**PASSAGE PROVIDED**
┌──

Former SBI agent Duane Deaver showed a strong bias for the prosecution early in his career, according to SBI documents introduced in the Michael Peterson hearing today.

Peterson, a Durham novelist convicted of the 2001 murder of his wife, has said he deserves a new trial because Deaver, a key expert witness at his 2003 trial, had a history of tailoring his testimony to whatever the prosecution wanted him to say.

A training document from 1988 lent support to that theory this morning. That year, Deaver and Michael Budzynski, a fellow scientist at the State Bureau of Investigation crime lab, went through a mock court training session. The agents reviewed a set of facts and testified as if they were in court, subject to direct and cross examination.

According to the SBI evaluation by Mark Nelson, their supervisor, Budzynski has a number of strengths, including the observation that he presented the material impartially. Deaver won points for good public speaking and comfort in front of an audience. One of his weaknesses: “A strong bias toward the prosecution.”

The pro-prosecution bias was a huge concern for Tim Palmbach, a lawyer and forensic scientist who chairs of the forensic science department at the University of New Haven and the former director of the Connecticut State Crime lab. Palmbach, who testified as a defense witness in Peterson’s 2003 trial, said he was alarmed by the report that Deaver, an expert witness, had a pro-prosecution bias.

“They have a horse in the race,” Palmbach testified today. “The expert coming into a courtroom shouldn’t care about the results, whether it’s guilt or innocence.”

Kathleen Peterson, a Nortel Networks executive, died in a pool of blood at the bottom of a blood spattered staircase in the Peterson’s Forest Hills mansion in December 2001. The case was nationally televised and was the subject of books, documentaries and a feature film.

└──

**REQUIRED ACTIONS**
**1.** Using the article on Duane Deaver, decide whether each statement agrees with it. For each, answer yes or no and quote the deciding words.
(a) Mark Nelson wrote the SBI evaluation of the 1988 mock court session.
(b) Budzynski's evaluation faulted him for a bias toward the prosecution.
(c) Palmbach testified for the prosecution at Peterson's 2003 trial.
**2.** Based on the article on Duane Deaver, explain why Michael Peterson says he deserves a new trial.
**3.** According to the article on Duane Deaver, in what year did Deaver and Michael Budzynski go through the mock court training session?
The listing comes from a separate source and has no connection to the article on Duane Deaver.

**SOURCE DATA**

┌──

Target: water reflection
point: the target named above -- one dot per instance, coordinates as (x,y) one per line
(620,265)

└──

**RESULTS BY TASK**
**1.**
(a) Yes: "According to the SBI evaluation by Mark Nelson, their supervisor"
(b) No: "Budzynski has a number of strengths, including the observation that he presented the material impartially."
(c) No: "Palmbach, who testified as a defense witness in Peterson’s 2003 trial"

**2.** Peterson says Deaver was a key expert witness at his 2003 trial and had a history of tailoring his testimony to whatever the prosecution wanted him to say.

**3.** 1988.